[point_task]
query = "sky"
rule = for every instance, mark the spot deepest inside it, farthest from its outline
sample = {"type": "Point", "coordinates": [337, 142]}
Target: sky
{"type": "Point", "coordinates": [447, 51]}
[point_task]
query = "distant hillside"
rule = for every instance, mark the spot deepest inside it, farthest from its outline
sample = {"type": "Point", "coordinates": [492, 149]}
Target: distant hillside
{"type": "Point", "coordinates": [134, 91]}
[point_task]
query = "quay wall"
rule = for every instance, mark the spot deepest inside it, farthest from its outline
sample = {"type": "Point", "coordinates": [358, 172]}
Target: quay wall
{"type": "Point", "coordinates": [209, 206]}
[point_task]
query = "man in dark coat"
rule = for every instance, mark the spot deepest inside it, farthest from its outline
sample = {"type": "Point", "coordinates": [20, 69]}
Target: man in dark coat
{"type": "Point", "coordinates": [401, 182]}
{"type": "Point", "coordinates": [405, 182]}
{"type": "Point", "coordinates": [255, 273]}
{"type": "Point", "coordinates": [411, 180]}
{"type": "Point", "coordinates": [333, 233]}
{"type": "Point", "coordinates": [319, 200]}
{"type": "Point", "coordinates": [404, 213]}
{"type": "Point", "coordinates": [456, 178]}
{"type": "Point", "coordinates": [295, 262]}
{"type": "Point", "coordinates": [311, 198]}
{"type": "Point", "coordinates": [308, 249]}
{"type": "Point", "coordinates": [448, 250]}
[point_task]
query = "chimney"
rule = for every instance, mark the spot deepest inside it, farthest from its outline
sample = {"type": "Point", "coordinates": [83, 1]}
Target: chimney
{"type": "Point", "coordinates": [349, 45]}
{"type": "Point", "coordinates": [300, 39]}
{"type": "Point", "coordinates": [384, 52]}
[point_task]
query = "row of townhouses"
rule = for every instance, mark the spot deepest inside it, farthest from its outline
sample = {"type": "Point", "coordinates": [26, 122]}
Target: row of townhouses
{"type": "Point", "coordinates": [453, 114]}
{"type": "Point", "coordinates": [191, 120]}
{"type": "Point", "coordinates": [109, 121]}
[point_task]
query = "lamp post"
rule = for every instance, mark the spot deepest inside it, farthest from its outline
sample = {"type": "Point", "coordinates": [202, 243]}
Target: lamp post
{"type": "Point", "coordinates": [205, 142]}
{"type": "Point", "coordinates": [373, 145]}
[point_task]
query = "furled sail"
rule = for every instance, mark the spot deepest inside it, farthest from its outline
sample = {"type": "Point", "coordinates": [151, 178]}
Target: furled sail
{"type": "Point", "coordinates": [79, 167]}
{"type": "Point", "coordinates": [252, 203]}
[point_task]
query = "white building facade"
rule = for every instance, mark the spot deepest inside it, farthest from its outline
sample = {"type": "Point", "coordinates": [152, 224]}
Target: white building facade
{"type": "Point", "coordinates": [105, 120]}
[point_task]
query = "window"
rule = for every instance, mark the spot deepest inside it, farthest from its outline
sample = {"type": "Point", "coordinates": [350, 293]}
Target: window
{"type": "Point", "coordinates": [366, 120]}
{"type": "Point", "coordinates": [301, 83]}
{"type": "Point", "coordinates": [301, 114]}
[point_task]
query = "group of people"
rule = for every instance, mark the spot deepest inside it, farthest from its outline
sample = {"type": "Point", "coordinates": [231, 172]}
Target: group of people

···

§ Goal of the exercise
Repeat the records above exactly, leaving none out.

§ The response
[point_task]
query = "sky"
rule = for every instance, mark the spot deepest inside it, farthest from its outline
sample = {"type": "Point", "coordinates": [337, 142]}
Target: sky
{"type": "Point", "coordinates": [447, 51]}
[point_task]
query = "distant hillside"
rule = for every instance, mark the spot deepest inside it, farthest from its outline
sample = {"type": "Point", "coordinates": [492, 149]}
Target: distant hillside
{"type": "Point", "coordinates": [134, 91]}
[point_task]
query = "quay wall"
rule = for every instance, mark the spot deepest inside it, farthest from its outline
sample = {"type": "Point", "coordinates": [358, 172]}
Target: quay wall
{"type": "Point", "coordinates": [209, 206]}
[point_task]
query = "man in dark coat"
rule = for every instance, mark the spot deepest inside it, farthest from its outline
sample = {"type": "Point", "coordinates": [20, 69]}
Target: man in dark coat
{"type": "Point", "coordinates": [401, 182]}
{"type": "Point", "coordinates": [405, 182]}
{"type": "Point", "coordinates": [255, 273]}
{"type": "Point", "coordinates": [411, 180]}
{"type": "Point", "coordinates": [333, 233]}
{"type": "Point", "coordinates": [319, 200]}
{"type": "Point", "coordinates": [404, 213]}
{"type": "Point", "coordinates": [456, 178]}
{"type": "Point", "coordinates": [295, 262]}
{"type": "Point", "coordinates": [311, 198]}
{"type": "Point", "coordinates": [308, 249]}
{"type": "Point", "coordinates": [448, 250]}
[point_task]
query = "chimney"
rule = for every instance, mark the spot deepest inside it, farthest from its outline
sample = {"type": "Point", "coordinates": [83, 1]}
Target: chimney
{"type": "Point", "coordinates": [349, 45]}
{"type": "Point", "coordinates": [300, 39]}
{"type": "Point", "coordinates": [384, 52]}
[point_task]
query = "row of townhouses"
rule = for every instance, mark the spot deepest inside it, farthest from its outline
sample = {"type": "Point", "coordinates": [26, 122]}
Target: row of townhouses
{"type": "Point", "coordinates": [453, 114]}
{"type": "Point", "coordinates": [191, 120]}
{"type": "Point", "coordinates": [109, 121]}
[point_task]
query = "lamp post"
rule = for every instance, mark the spot deepest inside it, farthest from its outline
sample = {"type": "Point", "coordinates": [202, 243]}
Target: lamp post
{"type": "Point", "coordinates": [205, 142]}
{"type": "Point", "coordinates": [373, 145]}
[point_task]
query = "furled sail"
rule = for every instance, mark the spot deepest inside it, farthest from its outline
sample = {"type": "Point", "coordinates": [151, 178]}
Target: furled sail
{"type": "Point", "coordinates": [79, 167]}
{"type": "Point", "coordinates": [252, 203]}
[point_task]
query = "white building facade"
rule = for every instance, mark the spot deepest inside it, farthest from its outline
sample = {"type": "Point", "coordinates": [152, 224]}
Target: white building facade
{"type": "Point", "coordinates": [105, 120]}
[point_task]
query = "window"
rule = for every instance, mark the spot deepest inside it, farthest from its outline
sample = {"type": "Point", "coordinates": [350, 293]}
Target: window
{"type": "Point", "coordinates": [366, 120]}
{"type": "Point", "coordinates": [301, 83]}
{"type": "Point", "coordinates": [301, 114]}
[point_task]
query = "group of people"
rule = for every instance, mark the spot deepest inside it, farthest from its outline
sample = {"type": "Point", "coordinates": [231, 172]}
Target: group of people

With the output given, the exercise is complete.